● Your instructions
All the data below goes into the copy word for word, but the pictures don't.
⟨
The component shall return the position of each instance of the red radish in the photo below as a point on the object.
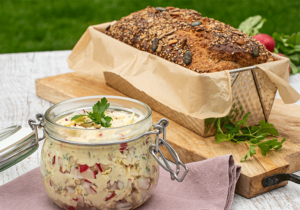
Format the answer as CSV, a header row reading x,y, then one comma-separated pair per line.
x,y
99,167
110,196
266,40
123,146
83,168
285,56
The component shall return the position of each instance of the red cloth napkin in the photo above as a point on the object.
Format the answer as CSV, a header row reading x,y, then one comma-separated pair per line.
x,y
210,184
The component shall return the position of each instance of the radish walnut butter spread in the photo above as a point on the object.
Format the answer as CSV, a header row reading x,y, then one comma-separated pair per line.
x,y
119,176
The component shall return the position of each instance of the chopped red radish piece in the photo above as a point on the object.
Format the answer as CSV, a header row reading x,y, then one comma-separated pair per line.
x,y
88,174
87,181
75,172
110,196
71,160
80,202
87,187
70,189
143,183
120,185
83,168
123,146
94,192
95,173
60,162
104,167
99,167
74,202
113,187
52,184
123,205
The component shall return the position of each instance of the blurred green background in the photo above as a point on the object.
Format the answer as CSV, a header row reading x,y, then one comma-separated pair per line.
x,y
42,25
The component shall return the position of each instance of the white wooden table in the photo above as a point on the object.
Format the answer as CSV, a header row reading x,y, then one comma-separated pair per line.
x,y
18,103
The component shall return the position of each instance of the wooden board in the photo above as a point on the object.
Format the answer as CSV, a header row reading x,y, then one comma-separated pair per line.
x,y
192,147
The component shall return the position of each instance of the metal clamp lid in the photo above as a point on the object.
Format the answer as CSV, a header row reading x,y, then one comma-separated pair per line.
x,y
154,149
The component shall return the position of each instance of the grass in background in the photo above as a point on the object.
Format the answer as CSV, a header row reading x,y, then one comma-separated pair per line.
x,y
40,25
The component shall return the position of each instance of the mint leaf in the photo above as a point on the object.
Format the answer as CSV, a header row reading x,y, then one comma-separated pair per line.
x,y
244,120
220,137
255,134
77,116
250,152
252,25
267,128
98,116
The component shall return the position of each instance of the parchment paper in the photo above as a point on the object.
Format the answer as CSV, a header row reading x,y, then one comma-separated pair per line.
x,y
201,96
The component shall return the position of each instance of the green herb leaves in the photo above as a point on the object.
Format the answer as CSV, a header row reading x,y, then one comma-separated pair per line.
x,y
255,134
252,25
290,47
98,116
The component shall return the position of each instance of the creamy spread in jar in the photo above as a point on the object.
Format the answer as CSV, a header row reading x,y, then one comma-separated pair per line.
x,y
119,118
120,176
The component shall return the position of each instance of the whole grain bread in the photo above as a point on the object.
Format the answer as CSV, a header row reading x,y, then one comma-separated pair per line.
x,y
184,37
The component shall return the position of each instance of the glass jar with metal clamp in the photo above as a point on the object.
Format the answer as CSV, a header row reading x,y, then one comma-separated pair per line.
x,y
112,168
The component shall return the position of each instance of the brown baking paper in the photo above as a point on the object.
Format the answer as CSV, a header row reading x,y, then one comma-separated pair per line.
x,y
206,95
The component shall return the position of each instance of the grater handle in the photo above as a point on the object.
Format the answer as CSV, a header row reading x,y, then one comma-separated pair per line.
x,y
278,178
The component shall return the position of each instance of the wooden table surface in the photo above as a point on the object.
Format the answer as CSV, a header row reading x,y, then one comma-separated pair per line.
x,y
18,103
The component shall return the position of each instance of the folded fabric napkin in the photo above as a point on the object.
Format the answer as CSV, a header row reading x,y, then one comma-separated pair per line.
x,y
210,184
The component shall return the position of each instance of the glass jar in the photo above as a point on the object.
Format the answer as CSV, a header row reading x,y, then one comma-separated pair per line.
x,y
113,168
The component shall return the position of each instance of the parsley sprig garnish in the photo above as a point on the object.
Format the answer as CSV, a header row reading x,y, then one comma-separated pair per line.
x,y
255,134
98,116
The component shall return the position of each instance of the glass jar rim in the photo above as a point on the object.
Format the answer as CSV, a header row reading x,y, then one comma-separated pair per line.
x,y
98,96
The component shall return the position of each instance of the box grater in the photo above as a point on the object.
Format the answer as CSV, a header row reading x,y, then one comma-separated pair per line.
x,y
252,91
⟩
● Answer for this exercise
The component shall return the position of each instance of the red radish in the photo below as a point on the object.
Format the answer as CSV, a header row reading x,y, then one comma-separated pair per line.
x,y
99,167
110,196
266,40
123,146
83,168
285,56
The component shall return the position of each instance of the red cloth napkin in the photo above as a point on the object.
Format the answer as CSV, a header row reading x,y, then one comma-separated pair per line.
x,y
210,184
The component shall return the position of each instance of the radish walnut butter spread in the photo above as a point on the object.
Format the answer as CSV, a header row reading x,y, then one comma-separated pair per line.
x,y
119,176
The component shall return the position of each instance of the chopped red radish piece in the photo above as a point on the object.
Format the answer as CSV, a header row reading x,y, then one comma-separated pair per line.
x,y
88,174
87,181
75,172
110,196
71,160
80,202
87,187
70,189
143,183
120,185
83,168
123,146
94,192
95,173
60,162
104,167
99,167
74,202
113,187
52,184
123,205
The component shall return the position of each instance of the blurred green background in the photo above as a point on the object.
Format the answer as CSV, a header row reading x,y, then one comma-separated pair per line.
x,y
42,25
The component shall return the position of each instance of the white wooden table in the photo above as a point on the object.
Format the answer as CSV, a header row reading x,y, then one comma-separated pair per line.
x,y
18,103
The component shall return the position of each instance of the wooden board in the photo above as a point on the object.
Format the answer as CSV, a header row reading x,y, then one comma-separated pair per line.
x,y
192,147
The component shall return the position of each instance of the metal clamp lid in the photo above as a point on the object.
Format the answer as CSV, a header row reading x,y, then one comma-separated pair per line.
x,y
154,149
The component shall return the position of each instance of the grass in background in the photo above as a point on the object.
Format the answer as CSV, a header row reading x,y, then one comma-separated pair per line.
x,y
40,25
The component shall return the position of each instance of the mint leaf in the photo above as a point on the object.
Format the answer as CSV, a header row reading x,y, then one comma-separated pair per line.
x,y
244,120
220,137
255,134
77,116
250,152
252,25
267,128
98,116
The component shall return the position of each instance of the parchment paper in the photo above as a point on the object.
Format the answer as CSV, a header row reading x,y, then one comma-separated pair per line.
x,y
201,96
The component shall return the position of each instance of the green herb leaves in the photo above as a point on the object.
Format the answer as CSV, a header row reading x,y, then one comma-separated pair per line.
x,y
255,134
252,25
290,47
98,116
The component shall return the position of each instance of the creamy spread in jar in the photo above as a point on the object.
Format the answer as CSV, a header row reading x,y, then one comma-separated pair per line.
x,y
119,118
120,176
The component shall return the position of each instance of the whole grain bread in the photo above as a point on the object.
Format the answer as CSV, a header row reading x,y, then one comma-separated pair per line.
x,y
184,37
The component shall return the position of each instance of the glass jar with metal clamp in the photo above as a point on the object.
Format the answer as CSV, a header row reading x,y, then one comma-separated pair per line.
x,y
112,168
The component shall return the position of each instance of the brown baking paper in the photo above as a point on the object.
Format the answer as CSV, a header row reading x,y, then one comma-separated pair per line.
x,y
206,95
The component shall return the position of each instance of the grater handle in the photo above as a point on the object.
Format the answer as CSV, a header row reading x,y, then one comma-separated pair per line.
x,y
278,178
The component shall return the position of each instance of the wooden table surface in the photo above as a point on the object.
Format the answer as CSV, a header row reading x,y, then one comma-separated pair per line.
x,y
18,103
The component shall return the position of each instance of the folded fabric napkin in the photo above as a point on the object.
Format the answer as CSV, a header row reading x,y, then one comma-separated pair per line.
x,y
210,184
The component shall return the position of each instance of the glass jar in the photo above as a point on the object.
Format the answer as CSV, a header row reading x,y, then one comma-separated pair per line.
x,y
113,168
The component shall return the position of each instance of the parsley sprig garnish in the photo above as a point on the object.
Format the answer as CSV, a header row reading x,y, then one comma-separated pair per line.
x,y
255,134
98,116
The component shall return the position of each instance of the glass jar rim in the photo above as a point on the object.
Format the answer as CSV, a header row reading x,y, then one comma-separated pair per line.
x,y
98,96
The component shall return the position of each instance of the box grater in the photo above as a point on the object.
Format the answer as CSV, a header row reading x,y, then one comma-separated pair per line.
x,y
252,91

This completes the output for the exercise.